**TASK**
Rewrite the lines below as a numbered list, leaving out any blank lines.

◇ ◇ ◇ ◇

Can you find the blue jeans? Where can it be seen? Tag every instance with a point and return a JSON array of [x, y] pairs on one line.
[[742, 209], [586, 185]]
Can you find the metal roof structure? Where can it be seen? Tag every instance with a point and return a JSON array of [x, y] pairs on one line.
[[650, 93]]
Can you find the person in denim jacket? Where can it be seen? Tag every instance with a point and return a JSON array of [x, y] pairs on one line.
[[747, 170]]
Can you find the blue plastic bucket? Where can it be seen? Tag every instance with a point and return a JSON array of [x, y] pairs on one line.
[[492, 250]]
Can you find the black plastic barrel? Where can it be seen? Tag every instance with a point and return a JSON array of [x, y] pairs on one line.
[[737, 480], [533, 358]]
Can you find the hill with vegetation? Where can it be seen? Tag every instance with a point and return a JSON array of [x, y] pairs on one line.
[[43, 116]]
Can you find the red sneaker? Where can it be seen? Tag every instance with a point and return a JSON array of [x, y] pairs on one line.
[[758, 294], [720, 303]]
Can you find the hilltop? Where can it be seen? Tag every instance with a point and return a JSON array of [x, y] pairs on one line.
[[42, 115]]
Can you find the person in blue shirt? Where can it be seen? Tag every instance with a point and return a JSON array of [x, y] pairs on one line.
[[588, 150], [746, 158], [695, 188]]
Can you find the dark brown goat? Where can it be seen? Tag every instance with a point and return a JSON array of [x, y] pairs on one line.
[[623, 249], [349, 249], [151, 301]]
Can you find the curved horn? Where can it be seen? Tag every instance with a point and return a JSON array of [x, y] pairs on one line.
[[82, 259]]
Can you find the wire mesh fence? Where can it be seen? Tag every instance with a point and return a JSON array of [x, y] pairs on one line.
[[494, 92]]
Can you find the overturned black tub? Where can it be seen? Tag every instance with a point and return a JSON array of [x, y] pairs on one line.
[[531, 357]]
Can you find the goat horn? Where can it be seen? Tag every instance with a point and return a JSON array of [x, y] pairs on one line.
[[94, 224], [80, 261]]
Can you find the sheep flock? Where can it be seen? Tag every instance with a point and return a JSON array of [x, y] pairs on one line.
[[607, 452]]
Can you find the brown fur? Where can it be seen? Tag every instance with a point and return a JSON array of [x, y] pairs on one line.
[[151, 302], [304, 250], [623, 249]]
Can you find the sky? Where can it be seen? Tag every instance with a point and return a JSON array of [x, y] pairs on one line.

◇ ◇ ◇ ◇

**OUTPUT**
1. Can you find the blue jeans? Where can it be seen? Tag every instance with a point and return a JSON array of [x, y] pairs on one line.
2. [[742, 209], [586, 185]]
3. Can you find the metal roof structure? Where can it be seen? Tag every instance with a point and return a JSON array of [x, y] pairs on one line.
4. [[650, 93]]
5. Can you find the person in denim jacket? Where can it be seen? Tag every instance with a point and return a JSON array of [x, y] pairs on one line.
6. [[747, 170]]
7. Can you find the blue plastic bucket? Where can it be seen? Tag every instance with a point and return a JSON array of [x, y] pairs on one line.
8. [[492, 250]]
9. Can you find the black plastic barrel? Where can it be seen? Tag every instance with a point and return a JSON array of [x, y] pairs on one line.
10. [[737, 480], [533, 358]]
11. Can you find the hill with vegetation? Where can it be seen? Tag every instance with a point and return a JSON array of [x, y] pairs on one line.
12. [[43, 116]]
13. Can you find the red sneaker? Where can it be seen? Tag every instance with a point and return a JSON array of [x, y] pairs on one line.
14. [[758, 294], [720, 303]]
15. Can you find the hilltop? Where can it be seen? Tag every instance with a point and return a JSON array of [x, y] pairs on one line.
16. [[42, 115]]
17. Can you find the person in blue shirt? Where can it be seen? Tag every instance with a point and return a JSON array of [x, y] pairs on one line.
18. [[588, 150], [746, 158], [695, 188]]
19. Can you find the dark brown goat? Where can it be seen? Tag every instance with a point and return a JSON array of [x, y] pairs on one line.
20. [[623, 249], [349, 249], [151, 301]]
21. Can you find the curved horn? Where can it be seen? Tag every instance with a point and return a JSON array of [x, y] pairs on one line.
22. [[82, 259]]
23. Can you find the wire mesh fence? Where can it be seen? Tag every instance with a point and return a JSON array of [x, y] pairs on one line.
24. [[494, 92]]
25. Can you find the overturned black tub? Where can it be seen? Tag every instance with a point and return a JSON array of [x, y] pairs on one line.
26. [[531, 357]]
27. Can you find the goat horn? Where can it be seen? Tag every instance with a point and return a JSON array of [x, y] pairs on one line.
28. [[94, 224], [80, 261]]
29. Can you find the sheep flock? Where can it be seen? Tag every instance with a point and return a JSON array of [x, y] pairs on one line.
30. [[607, 452]]
31. Can you find the brown fur? Where can it be seen? Tag every instance with a point and return a JSON array of [x, y] pairs on one line.
32. [[151, 302], [304, 250], [623, 249]]
33. Can you find the sky? Where can it be seen? Tag every instance with a point and return a JSON array of [x, y] pairs on one line.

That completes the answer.